Find each line in the listing below that contains the word "yellow", and copy those lines.

++++ Entries provided

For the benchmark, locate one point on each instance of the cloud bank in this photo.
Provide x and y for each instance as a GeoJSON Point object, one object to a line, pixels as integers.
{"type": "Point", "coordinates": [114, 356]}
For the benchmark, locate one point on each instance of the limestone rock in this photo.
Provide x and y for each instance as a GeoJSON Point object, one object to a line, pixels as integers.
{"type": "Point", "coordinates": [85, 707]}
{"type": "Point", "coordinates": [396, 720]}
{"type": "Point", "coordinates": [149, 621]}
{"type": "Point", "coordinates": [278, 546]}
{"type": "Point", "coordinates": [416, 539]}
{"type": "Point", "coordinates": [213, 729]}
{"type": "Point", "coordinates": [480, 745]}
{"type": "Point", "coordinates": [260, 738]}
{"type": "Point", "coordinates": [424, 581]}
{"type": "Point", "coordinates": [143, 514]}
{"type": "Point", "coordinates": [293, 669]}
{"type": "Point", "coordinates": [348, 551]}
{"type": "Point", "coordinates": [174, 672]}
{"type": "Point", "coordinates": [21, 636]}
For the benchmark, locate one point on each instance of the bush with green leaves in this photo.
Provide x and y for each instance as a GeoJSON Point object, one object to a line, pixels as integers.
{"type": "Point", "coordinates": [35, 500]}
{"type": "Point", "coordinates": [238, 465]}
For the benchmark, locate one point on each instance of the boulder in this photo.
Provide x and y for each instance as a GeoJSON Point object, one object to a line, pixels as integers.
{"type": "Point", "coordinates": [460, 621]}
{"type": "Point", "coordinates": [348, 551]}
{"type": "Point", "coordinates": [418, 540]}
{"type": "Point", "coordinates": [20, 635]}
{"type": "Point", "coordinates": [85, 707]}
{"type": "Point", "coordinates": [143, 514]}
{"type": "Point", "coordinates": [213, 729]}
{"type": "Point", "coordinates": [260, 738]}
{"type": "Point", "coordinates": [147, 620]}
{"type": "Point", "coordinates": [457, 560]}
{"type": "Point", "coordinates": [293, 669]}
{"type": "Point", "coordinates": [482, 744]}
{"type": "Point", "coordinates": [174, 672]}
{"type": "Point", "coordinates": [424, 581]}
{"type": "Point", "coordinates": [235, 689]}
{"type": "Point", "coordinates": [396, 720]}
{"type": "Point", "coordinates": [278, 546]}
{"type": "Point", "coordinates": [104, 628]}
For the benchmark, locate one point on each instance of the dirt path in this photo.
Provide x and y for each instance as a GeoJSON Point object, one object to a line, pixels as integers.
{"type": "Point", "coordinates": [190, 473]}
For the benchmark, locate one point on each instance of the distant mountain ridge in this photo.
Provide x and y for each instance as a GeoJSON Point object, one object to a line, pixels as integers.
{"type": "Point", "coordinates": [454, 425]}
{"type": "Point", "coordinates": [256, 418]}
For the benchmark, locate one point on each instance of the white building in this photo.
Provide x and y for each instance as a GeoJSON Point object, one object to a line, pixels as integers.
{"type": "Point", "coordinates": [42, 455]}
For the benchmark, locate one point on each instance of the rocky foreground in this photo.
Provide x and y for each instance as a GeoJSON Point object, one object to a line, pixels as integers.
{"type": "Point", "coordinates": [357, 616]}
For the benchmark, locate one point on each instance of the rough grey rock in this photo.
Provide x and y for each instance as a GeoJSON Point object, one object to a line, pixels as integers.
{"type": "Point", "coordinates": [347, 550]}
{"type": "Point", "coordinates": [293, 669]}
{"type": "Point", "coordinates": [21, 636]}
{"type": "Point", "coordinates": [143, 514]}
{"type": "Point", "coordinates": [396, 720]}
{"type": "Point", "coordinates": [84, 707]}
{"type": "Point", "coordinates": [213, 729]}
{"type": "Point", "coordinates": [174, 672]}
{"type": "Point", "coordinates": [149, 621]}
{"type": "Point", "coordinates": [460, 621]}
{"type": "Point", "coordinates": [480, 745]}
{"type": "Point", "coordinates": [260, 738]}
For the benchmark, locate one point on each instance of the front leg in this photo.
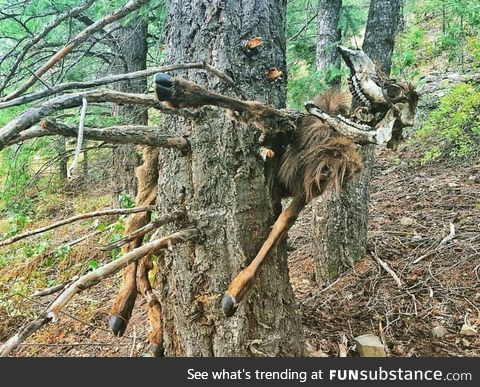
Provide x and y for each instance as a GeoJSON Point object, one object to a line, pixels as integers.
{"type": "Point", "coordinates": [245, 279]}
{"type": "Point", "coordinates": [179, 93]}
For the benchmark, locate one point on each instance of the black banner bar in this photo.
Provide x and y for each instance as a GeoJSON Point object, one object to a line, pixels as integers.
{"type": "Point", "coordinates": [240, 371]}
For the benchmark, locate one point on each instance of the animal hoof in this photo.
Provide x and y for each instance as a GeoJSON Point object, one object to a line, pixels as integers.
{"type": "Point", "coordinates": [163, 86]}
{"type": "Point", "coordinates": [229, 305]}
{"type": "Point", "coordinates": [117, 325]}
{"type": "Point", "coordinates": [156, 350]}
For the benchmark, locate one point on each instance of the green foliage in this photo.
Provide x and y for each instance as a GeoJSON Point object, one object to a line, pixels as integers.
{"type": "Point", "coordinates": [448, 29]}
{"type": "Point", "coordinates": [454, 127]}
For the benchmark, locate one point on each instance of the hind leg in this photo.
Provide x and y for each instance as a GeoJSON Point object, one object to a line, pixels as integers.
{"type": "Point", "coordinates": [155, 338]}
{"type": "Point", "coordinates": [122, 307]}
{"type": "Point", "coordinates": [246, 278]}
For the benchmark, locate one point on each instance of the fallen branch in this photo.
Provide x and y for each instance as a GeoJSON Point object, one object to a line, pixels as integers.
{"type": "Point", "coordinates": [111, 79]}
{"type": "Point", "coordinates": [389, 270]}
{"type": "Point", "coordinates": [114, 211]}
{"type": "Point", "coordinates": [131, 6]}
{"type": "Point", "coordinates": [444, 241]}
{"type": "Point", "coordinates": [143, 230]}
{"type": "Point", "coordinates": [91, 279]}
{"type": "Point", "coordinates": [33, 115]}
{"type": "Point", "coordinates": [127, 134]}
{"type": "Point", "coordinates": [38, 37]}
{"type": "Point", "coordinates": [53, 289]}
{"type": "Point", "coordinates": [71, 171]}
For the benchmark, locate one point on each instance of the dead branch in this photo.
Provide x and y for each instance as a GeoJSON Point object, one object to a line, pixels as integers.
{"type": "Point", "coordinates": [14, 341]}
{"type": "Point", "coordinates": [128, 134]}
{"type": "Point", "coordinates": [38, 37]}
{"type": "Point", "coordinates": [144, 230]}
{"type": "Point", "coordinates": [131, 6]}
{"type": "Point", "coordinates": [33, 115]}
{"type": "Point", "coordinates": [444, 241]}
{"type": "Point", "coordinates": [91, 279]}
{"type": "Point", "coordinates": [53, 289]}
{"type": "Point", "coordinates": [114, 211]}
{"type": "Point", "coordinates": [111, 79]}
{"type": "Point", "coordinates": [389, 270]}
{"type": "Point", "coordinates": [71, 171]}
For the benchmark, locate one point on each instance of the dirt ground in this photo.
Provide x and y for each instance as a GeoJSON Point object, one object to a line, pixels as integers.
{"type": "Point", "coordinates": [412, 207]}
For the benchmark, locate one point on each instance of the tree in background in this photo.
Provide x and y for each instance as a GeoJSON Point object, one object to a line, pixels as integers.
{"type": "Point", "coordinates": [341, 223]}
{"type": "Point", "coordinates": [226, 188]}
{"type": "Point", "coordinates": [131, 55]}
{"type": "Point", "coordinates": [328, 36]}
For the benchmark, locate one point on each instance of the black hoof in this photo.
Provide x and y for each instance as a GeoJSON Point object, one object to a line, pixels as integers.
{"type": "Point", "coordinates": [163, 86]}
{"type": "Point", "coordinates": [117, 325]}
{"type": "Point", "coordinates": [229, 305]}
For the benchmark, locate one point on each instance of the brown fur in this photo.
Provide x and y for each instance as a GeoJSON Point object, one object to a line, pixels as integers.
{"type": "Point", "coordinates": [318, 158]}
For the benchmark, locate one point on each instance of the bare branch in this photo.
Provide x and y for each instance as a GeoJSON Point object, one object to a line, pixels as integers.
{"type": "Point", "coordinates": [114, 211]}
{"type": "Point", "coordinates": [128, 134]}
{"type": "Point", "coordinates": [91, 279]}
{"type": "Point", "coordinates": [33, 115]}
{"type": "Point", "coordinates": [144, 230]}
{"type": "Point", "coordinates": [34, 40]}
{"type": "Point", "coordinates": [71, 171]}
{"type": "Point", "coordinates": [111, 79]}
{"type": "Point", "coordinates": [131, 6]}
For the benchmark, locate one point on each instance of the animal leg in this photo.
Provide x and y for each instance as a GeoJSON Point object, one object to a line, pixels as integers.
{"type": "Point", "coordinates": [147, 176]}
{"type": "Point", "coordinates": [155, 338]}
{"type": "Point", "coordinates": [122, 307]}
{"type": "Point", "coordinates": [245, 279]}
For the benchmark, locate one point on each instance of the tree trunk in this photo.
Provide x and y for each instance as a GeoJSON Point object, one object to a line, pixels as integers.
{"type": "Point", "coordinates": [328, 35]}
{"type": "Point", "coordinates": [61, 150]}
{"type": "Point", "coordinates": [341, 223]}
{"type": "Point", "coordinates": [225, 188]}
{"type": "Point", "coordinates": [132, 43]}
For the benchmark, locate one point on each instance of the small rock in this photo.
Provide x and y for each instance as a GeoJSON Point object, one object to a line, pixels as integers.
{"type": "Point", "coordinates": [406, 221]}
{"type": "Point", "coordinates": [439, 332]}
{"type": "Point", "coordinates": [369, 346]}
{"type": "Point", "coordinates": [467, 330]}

++++++++
++++ Entries provided

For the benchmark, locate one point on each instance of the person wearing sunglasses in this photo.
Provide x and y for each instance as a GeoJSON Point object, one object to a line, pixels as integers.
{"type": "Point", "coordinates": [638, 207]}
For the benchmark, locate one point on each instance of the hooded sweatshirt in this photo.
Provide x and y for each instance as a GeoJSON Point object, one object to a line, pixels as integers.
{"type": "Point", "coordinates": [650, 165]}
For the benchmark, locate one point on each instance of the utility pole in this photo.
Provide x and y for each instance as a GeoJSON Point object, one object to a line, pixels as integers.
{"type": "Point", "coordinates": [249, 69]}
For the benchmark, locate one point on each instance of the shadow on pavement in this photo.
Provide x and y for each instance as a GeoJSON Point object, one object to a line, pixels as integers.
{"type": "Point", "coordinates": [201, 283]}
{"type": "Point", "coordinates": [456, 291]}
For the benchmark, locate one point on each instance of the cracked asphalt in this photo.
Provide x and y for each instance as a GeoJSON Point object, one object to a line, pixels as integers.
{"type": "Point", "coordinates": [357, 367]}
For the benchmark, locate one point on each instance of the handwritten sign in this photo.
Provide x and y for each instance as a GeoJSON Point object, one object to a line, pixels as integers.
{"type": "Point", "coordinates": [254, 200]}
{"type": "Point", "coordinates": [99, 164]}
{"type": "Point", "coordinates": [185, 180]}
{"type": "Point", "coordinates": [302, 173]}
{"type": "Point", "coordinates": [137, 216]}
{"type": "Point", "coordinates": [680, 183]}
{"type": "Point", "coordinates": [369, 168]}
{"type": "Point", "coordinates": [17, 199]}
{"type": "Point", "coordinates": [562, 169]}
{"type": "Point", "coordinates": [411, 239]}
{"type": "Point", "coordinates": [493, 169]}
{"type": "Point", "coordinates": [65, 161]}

++++++++
++++ Entries provided

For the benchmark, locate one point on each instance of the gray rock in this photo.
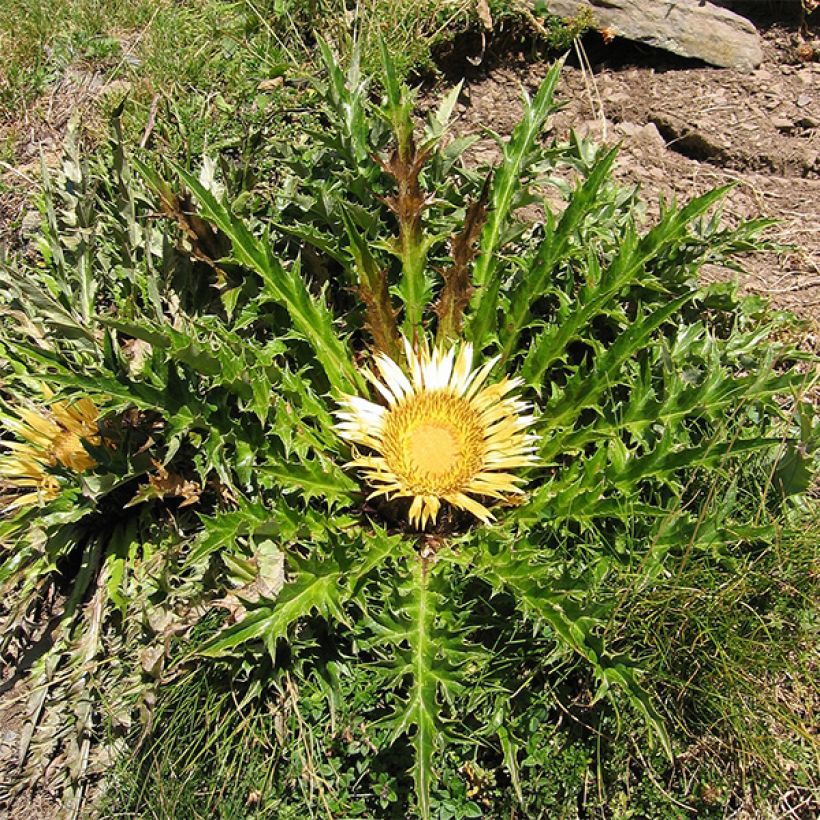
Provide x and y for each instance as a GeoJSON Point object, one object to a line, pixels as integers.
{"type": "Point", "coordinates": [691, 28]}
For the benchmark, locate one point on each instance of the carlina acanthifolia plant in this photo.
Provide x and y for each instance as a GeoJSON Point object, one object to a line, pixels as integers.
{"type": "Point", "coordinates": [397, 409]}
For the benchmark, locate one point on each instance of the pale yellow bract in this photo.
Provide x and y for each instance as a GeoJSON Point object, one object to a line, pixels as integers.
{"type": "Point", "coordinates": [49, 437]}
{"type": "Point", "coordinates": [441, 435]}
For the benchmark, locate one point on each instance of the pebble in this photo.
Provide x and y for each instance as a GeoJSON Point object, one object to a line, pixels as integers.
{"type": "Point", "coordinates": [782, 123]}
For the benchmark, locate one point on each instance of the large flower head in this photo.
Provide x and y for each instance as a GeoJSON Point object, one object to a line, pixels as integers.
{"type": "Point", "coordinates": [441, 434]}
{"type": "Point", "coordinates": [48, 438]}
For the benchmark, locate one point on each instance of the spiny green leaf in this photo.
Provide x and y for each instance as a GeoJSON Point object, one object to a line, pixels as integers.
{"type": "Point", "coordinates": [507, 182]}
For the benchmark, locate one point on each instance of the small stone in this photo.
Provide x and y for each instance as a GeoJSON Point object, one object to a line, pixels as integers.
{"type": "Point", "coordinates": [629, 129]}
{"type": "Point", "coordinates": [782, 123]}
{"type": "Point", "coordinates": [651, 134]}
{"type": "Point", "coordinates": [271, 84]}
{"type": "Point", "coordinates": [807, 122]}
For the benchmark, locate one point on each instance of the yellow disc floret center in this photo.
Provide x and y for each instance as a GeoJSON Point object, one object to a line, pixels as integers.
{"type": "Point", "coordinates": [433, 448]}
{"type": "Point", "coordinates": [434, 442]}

++++++++

Completed exercise |
For the benchmark, locate one point on each instance of the pale yellow bract in this photo.
For the benchmark, locate one point on each instance of the yellow disc floret center in this photo.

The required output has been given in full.